- **Compiti da svolgere**:
1. Nel testo sulla disputa tra NYT e OpenAI, quale scenario è quello che OpenAI si auspica?
2. Prosegui il testo sulla disputa tra NYT e OpenAI partendo dal punto in cui si interrompe.

- **Testo di partenza**:
####################

Giocando alla sfera di cristallo, come può andare a finire? Ci sono, al momento, 3 scenari plausibili:
NYT e OpenAI trovano un accordo, tipo quello che esiste con altre testate, e il giornale riceve denaro in cambio degli articoli. È lo scenario che si auspica OpenAI, e andrebbe a creare un importante precedente nel mondo dei media;
La Corte dà ragione al NYT: OpenAI deve risarcire il giornale e distruggere i suoi modelli che contengono gli articoli. Inutile da dire, sarebbe una rivoluzione nel mondo dell’AI;
La Corte dà ragione a OpenAI: si tratta di fair use, non c’è violazione di copyright. E al NYT non la prenderebbero affatto bene.
La mia opinione è che, in qualche modo, si cercherà di far avvenire lo scenario 1, perché il 2 e il 3 avrebbero dei costi troppo alti per una delle due parti. E sia NYT che OpenAI sono too big to fail.
Il vero problema, però, sarà il come. Ossia, come potrebbe essere stabilito un accordo che tenga conto di tutti gli articoli che sono già presenti nei GPT. Come detto prima, non c’è un vero e proprio database, ma gli articoli sono frammentati in pezzetti di testo. E, soprattutto, è verosimile che una eventuale richiesta del NYT sarebbe particolarmente alta.
Da ultimo, se è vero che un accordo creerebbe un precedente nel mondo dei media, questo tipo di risoluzione non sarebbe valida per tutti. O meglio, come spiega anche bene Valigia Blu, OpenAI e aziende simili avrebbero sì interesse a stringere accordi con media grandi, tipo NYT, ma è difficile pensare che possano farlo, o abbia anche solo senso farlo, con testate più piccole. E questo, inevitabilmente, sarebbe un’ennesima bordata per i non giganti.

####################

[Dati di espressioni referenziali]
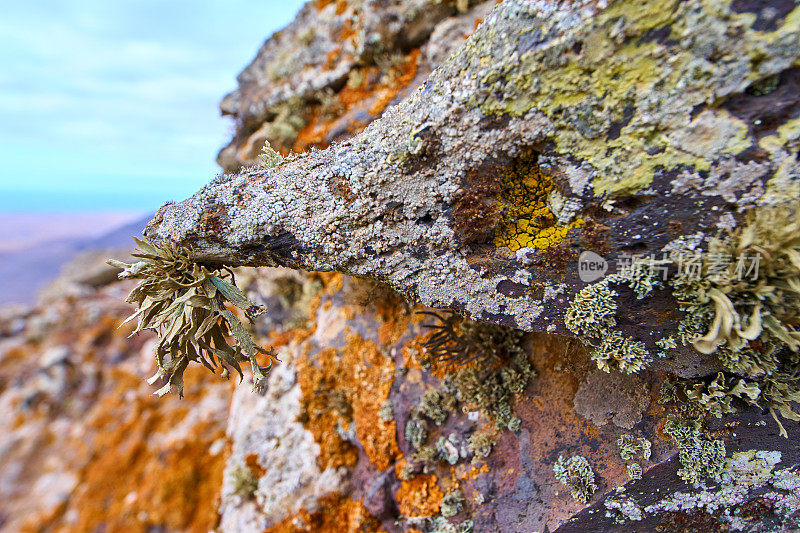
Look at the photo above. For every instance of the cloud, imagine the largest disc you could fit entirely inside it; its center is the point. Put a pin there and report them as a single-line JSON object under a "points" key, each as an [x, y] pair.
{"points": [[97, 95]]}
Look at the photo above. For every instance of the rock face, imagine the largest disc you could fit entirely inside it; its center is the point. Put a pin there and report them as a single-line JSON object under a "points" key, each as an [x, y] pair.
{"points": [[469, 172]]}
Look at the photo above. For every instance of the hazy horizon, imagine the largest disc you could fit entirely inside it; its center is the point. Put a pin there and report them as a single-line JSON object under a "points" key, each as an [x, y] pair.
{"points": [[113, 107]]}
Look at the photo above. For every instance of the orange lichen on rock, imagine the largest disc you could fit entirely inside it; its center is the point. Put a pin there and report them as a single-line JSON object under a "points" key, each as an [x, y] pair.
{"points": [[388, 92], [351, 386], [135, 479], [336, 514], [419, 497]]}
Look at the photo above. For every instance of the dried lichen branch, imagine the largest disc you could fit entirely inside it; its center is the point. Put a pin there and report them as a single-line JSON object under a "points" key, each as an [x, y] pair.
{"points": [[184, 303]]}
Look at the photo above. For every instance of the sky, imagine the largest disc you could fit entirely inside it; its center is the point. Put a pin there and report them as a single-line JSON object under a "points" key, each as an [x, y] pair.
{"points": [[113, 106]]}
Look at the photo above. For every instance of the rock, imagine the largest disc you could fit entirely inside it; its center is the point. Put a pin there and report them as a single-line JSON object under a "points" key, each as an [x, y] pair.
{"points": [[418, 199], [613, 397], [468, 173]]}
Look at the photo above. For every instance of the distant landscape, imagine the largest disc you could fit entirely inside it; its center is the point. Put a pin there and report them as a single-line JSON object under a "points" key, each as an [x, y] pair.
{"points": [[34, 246]]}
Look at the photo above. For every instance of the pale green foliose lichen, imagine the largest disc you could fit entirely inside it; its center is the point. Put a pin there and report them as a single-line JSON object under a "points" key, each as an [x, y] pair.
{"points": [[699, 457], [576, 474]]}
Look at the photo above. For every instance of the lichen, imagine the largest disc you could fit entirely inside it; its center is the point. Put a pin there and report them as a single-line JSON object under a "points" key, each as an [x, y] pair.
{"points": [[624, 102], [184, 303], [269, 158], [634, 471], [699, 457], [452, 503], [576, 474], [244, 482], [527, 220], [492, 393], [621, 353], [437, 406], [458, 341], [592, 311], [630, 447], [480, 445], [419, 497]]}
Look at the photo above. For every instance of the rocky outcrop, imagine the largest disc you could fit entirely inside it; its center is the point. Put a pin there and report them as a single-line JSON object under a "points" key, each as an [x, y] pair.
{"points": [[555, 128], [621, 128], [568, 401]]}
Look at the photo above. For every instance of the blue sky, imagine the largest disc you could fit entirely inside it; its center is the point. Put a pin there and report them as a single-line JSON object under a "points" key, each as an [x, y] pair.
{"points": [[113, 105]]}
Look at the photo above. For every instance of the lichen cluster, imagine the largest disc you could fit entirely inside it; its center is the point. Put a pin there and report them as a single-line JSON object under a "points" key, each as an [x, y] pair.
{"points": [[576, 474], [699, 457], [592, 316], [527, 220], [630, 447], [622, 353], [184, 302], [728, 305], [269, 158], [746, 310], [492, 394], [456, 342]]}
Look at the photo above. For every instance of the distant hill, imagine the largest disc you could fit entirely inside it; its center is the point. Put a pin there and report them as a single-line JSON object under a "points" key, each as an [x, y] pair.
{"points": [[26, 270]]}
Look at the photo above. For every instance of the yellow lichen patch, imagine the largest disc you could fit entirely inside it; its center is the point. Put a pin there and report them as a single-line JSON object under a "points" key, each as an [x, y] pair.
{"points": [[527, 220], [336, 514], [419, 497], [351, 386]]}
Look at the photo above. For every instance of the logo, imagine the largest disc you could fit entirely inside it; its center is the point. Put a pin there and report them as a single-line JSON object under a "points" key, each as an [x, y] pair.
{"points": [[591, 266]]}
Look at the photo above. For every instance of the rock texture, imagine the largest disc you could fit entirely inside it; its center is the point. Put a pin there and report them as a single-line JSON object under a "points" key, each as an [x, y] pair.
{"points": [[465, 171], [556, 127]]}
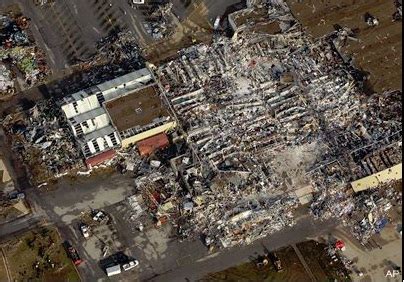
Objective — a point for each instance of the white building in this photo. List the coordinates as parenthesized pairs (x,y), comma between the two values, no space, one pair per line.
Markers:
(87,117)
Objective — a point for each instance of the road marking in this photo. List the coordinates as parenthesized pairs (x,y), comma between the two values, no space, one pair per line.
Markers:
(75,9)
(208,257)
(6,265)
(183,260)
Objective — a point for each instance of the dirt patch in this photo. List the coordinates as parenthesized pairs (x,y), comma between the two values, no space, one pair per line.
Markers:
(39,255)
(378,50)
(195,28)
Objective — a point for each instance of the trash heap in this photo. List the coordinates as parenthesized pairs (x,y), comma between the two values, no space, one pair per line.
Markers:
(242,102)
(160,191)
(18,50)
(236,209)
(42,140)
(366,212)
(160,23)
(6,81)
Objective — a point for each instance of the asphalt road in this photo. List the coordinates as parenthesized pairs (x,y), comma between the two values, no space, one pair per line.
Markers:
(68,30)
(197,267)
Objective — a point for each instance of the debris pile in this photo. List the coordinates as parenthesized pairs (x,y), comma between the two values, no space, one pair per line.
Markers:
(160,23)
(245,104)
(41,138)
(6,81)
(18,51)
(366,213)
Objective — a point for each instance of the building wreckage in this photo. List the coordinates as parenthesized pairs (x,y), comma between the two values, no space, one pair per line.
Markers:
(265,114)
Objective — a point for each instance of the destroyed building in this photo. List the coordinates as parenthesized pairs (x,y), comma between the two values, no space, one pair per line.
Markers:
(114,114)
(247,102)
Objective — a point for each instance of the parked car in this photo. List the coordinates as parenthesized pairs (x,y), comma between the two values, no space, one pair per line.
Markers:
(99,216)
(130,265)
(85,230)
(113,270)
(74,255)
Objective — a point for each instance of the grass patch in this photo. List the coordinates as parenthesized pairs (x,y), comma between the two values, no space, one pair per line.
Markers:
(39,255)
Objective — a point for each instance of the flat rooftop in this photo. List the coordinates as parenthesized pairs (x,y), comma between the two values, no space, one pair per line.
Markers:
(136,109)
(250,16)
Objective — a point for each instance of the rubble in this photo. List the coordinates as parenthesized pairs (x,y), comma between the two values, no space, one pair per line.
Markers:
(366,213)
(246,103)
(42,140)
(262,115)
(6,81)
(18,50)
(160,23)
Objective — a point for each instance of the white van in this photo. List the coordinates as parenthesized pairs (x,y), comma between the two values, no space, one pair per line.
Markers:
(113,270)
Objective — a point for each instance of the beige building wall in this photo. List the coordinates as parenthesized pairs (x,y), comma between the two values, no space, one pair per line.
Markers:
(4,172)
(149,133)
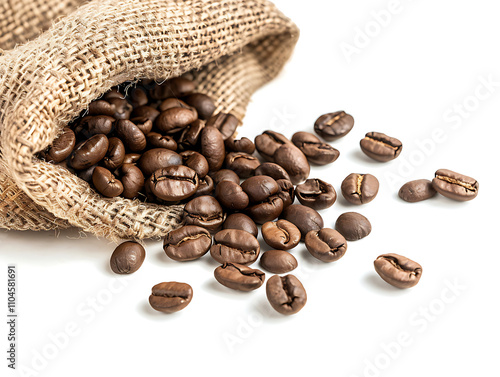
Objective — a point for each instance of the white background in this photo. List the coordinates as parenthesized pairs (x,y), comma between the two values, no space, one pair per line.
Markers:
(419,76)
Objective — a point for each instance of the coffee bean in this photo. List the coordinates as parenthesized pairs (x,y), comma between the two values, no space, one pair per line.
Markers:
(231,195)
(157,140)
(241,163)
(293,161)
(115,154)
(203,104)
(359,188)
(272,170)
(127,258)
(225,123)
(304,218)
(132,180)
(381,147)
(416,191)
(353,226)
(239,277)
(170,297)
(326,244)
(316,194)
(278,261)
(242,222)
(454,185)
(133,138)
(235,246)
(187,243)
(204,211)
(212,147)
(398,271)
(89,153)
(244,145)
(157,158)
(173,183)
(106,183)
(333,126)
(61,147)
(314,149)
(286,294)
(281,234)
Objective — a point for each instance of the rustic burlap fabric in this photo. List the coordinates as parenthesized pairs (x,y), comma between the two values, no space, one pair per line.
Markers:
(233,48)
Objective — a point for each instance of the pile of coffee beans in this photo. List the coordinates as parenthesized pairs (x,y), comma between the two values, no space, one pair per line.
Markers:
(165,143)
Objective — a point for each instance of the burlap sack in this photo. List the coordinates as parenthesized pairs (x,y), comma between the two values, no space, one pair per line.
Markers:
(233,47)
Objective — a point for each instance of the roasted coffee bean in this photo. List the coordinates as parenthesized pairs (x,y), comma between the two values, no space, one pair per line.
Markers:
(133,138)
(286,294)
(203,104)
(145,112)
(89,153)
(293,161)
(353,226)
(235,246)
(326,244)
(454,185)
(381,147)
(316,194)
(239,277)
(242,222)
(127,258)
(123,108)
(268,143)
(272,170)
(314,149)
(175,87)
(101,107)
(212,147)
(416,191)
(225,175)
(195,161)
(281,234)
(397,270)
(286,192)
(170,297)
(278,261)
(157,158)
(187,243)
(231,196)
(259,188)
(175,119)
(304,218)
(106,183)
(156,140)
(244,145)
(241,163)
(173,183)
(61,147)
(115,154)
(225,123)
(359,188)
(132,180)
(333,126)
(204,211)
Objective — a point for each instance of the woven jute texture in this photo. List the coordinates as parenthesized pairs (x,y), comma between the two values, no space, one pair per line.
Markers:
(232,47)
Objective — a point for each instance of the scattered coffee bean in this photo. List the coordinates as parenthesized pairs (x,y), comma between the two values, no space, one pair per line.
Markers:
(353,226)
(239,277)
(454,185)
(381,147)
(286,294)
(127,258)
(398,271)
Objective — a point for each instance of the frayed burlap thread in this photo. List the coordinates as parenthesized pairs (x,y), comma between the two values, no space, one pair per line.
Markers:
(233,48)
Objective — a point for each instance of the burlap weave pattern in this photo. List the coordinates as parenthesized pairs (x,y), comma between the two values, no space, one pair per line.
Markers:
(233,46)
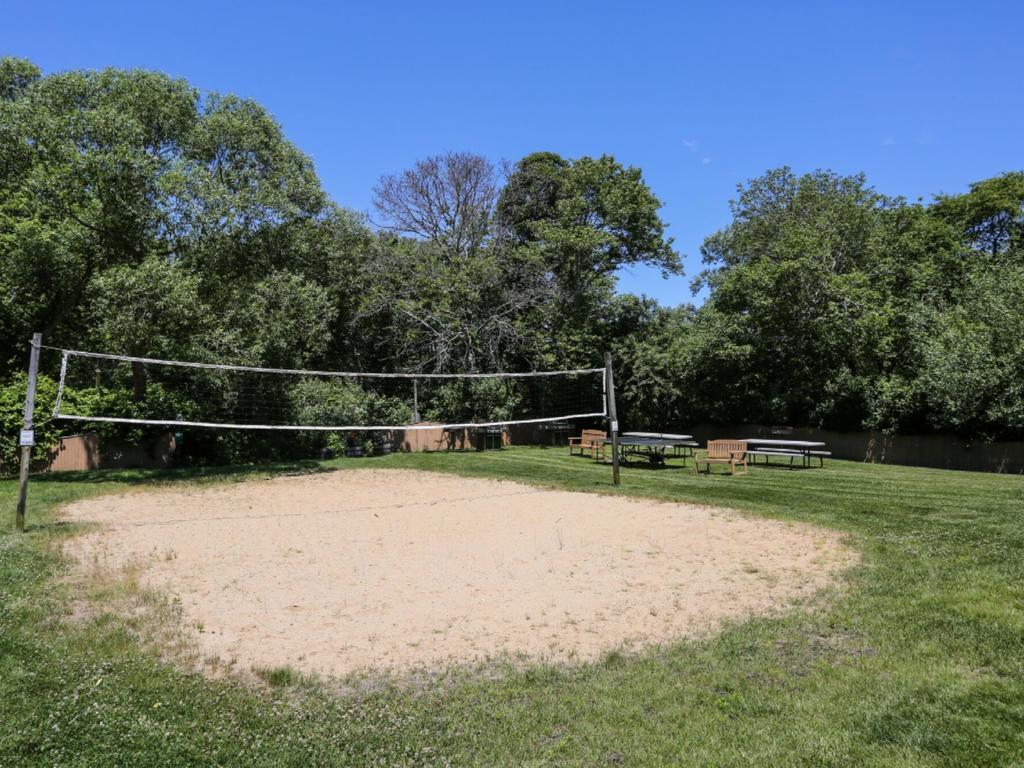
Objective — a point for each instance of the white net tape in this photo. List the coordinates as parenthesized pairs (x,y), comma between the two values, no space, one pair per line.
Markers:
(95,387)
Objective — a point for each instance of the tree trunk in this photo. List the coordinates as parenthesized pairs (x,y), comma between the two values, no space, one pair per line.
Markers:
(137,382)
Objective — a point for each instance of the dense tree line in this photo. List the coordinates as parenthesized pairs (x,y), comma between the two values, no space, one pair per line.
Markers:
(140,216)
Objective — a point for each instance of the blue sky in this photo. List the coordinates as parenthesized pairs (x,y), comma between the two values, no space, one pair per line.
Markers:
(922,96)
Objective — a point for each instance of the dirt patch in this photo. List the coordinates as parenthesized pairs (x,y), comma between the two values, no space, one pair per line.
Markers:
(395,568)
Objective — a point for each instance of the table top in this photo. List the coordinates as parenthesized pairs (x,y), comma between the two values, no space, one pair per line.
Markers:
(651,441)
(783,443)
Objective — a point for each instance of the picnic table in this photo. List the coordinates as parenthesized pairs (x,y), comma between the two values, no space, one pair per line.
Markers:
(803,450)
(653,445)
(558,431)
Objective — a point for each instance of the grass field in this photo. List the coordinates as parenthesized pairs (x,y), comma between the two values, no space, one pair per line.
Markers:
(916,659)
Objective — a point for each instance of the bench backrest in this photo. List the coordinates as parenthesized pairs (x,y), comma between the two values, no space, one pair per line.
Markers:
(725,449)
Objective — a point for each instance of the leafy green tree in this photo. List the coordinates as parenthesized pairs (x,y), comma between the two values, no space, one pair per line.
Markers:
(587,218)
(99,169)
(990,216)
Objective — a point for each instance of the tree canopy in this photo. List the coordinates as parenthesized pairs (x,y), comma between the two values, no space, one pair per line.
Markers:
(141,216)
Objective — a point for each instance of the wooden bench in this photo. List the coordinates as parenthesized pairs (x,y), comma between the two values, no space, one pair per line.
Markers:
(767,453)
(592,440)
(732,453)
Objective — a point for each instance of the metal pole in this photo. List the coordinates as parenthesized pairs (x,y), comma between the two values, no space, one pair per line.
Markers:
(609,393)
(27,438)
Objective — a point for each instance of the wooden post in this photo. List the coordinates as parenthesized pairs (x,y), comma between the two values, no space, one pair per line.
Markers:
(609,393)
(27,438)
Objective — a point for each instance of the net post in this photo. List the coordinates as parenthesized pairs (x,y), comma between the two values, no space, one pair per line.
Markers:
(27,438)
(609,393)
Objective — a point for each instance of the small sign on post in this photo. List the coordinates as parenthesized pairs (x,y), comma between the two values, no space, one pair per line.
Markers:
(27,438)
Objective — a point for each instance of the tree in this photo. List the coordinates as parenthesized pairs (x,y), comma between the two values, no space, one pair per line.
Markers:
(990,216)
(101,169)
(587,217)
(446,200)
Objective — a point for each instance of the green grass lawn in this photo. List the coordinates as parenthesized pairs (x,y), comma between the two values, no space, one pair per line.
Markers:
(915,659)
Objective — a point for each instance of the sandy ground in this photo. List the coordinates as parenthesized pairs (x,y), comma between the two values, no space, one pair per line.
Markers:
(397,569)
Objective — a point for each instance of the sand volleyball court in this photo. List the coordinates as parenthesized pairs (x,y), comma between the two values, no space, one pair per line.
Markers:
(396,569)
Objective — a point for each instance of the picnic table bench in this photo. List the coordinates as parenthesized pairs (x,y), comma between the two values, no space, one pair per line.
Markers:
(654,445)
(806,451)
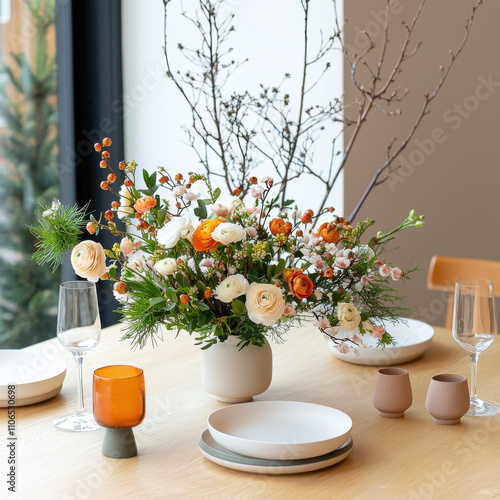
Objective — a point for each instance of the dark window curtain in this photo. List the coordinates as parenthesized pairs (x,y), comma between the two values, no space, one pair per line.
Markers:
(89,82)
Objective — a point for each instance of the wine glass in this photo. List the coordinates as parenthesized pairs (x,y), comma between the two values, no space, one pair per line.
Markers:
(474,329)
(78,330)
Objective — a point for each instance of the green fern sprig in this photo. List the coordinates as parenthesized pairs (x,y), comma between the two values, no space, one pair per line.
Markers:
(59,230)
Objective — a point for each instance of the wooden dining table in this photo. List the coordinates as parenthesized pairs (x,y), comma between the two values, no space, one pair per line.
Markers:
(403,458)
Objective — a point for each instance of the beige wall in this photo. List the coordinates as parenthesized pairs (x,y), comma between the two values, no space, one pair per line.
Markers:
(457,186)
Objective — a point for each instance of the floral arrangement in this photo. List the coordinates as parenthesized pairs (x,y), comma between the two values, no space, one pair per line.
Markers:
(221,268)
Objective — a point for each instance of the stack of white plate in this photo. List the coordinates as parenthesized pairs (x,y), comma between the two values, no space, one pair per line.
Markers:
(277,437)
(34,376)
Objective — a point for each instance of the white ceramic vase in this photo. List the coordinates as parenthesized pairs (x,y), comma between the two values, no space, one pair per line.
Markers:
(236,376)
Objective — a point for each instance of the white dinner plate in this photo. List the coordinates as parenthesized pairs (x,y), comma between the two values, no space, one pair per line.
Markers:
(35,377)
(221,456)
(413,338)
(279,430)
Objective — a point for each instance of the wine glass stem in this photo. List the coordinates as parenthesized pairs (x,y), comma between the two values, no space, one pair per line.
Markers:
(81,402)
(473,375)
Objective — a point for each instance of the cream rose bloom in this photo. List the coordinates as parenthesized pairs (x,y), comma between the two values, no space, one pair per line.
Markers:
(227,232)
(166,267)
(88,260)
(232,287)
(348,315)
(265,303)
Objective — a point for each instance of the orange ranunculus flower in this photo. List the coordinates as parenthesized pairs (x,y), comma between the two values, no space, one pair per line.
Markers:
(288,271)
(300,285)
(144,204)
(328,232)
(202,236)
(279,226)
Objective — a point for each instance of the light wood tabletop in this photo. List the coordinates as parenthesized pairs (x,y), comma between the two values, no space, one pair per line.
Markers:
(404,458)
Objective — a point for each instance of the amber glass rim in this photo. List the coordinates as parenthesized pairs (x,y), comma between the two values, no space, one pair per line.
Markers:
(139,372)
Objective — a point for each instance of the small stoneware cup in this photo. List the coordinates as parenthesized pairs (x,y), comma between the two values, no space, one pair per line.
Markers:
(392,394)
(447,398)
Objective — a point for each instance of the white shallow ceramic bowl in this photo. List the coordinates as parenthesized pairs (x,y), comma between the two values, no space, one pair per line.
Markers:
(413,338)
(36,378)
(219,455)
(279,430)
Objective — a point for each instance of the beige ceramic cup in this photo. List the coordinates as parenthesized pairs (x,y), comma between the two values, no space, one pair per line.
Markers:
(392,394)
(447,398)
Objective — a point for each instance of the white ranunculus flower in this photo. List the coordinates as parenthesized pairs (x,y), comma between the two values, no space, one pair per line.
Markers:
(89,260)
(166,267)
(348,315)
(363,250)
(232,287)
(265,303)
(367,326)
(227,232)
(174,230)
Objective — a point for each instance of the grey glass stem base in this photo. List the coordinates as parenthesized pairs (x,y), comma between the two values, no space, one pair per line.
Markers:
(119,443)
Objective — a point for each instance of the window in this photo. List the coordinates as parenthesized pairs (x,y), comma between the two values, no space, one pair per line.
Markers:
(48,125)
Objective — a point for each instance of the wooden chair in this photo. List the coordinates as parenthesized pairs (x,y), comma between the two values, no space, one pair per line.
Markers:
(444,271)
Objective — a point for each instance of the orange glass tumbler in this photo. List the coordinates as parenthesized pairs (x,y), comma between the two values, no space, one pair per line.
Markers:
(119,399)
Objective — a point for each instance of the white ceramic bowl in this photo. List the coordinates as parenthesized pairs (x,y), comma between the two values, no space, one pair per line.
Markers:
(413,338)
(280,430)
(36,378)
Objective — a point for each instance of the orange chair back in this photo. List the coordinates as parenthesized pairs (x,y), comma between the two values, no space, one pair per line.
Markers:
(444,271)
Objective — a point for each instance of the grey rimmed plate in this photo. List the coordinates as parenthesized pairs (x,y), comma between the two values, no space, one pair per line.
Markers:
(219,455)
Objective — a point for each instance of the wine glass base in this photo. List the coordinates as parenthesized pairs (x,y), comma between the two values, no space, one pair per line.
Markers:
(79,422)
(480,408)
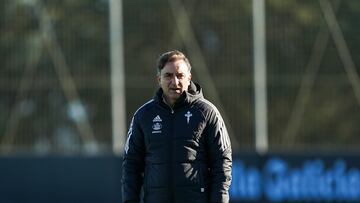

####################

- **Risposte scritte**:
1. Un accordo con il NYT, simile a quelli con altre testate, in cui il giornale riceve denaro in cambio degli articoli.

2.
Insomma, è una questione enorme, complessa da districare, e con potenziali implicazioni storiche. C’è in ballo il futuro dei giornali, dell’AI, ma anche del modo in cui ci informiamo.
Inizia leggero il 2024.
E tu cosa ne pensi? Come pensi andrà a finire? Sei team NYT o OpenAI?
Rassegna (Stampa)
L’UE se l’è presa pure con Pornhub e simili. “Eh non si può più fare proprio niente qua!”
Sempre per ragioni di copyright, ora potete fare Topolino comunista. Anzi, lo hanno già fatto.
Microsoft scommette così tanto sull’AI che metterà un tasto apposta sui computer. A Deloitte pure provano a semplificarsi la vita.
Al NYT hanno provato a fare un mese col telefono al conchiglia.
Su temi tipo quelli di Artifacts, ho cominciato a fare dei video per NOS, un progetto tanto bello quanto ambizioso. L’immagine è cliccabile, così potete seguire la pagina, spero :)
Lo Scaffale
Vero che il giornalismo non è nel suo momento migliore, ma vero anche che qualche anno fa ne hanno fatta di ogni. Traffic di Ben Smith, spiega bene come l’ossessione della viralità ha compromesso la qualità dell’informazione, creando un modello non proprio virtuoso.
Nerding
Non hai voglia di leggere Artifacts? Beh, con Speechify puoi ascoltarla. App super utile che permette di farsi raccontare, da voci molto poco robotiche, articoli, newsletter e simili. Se siete stanchi, ottima!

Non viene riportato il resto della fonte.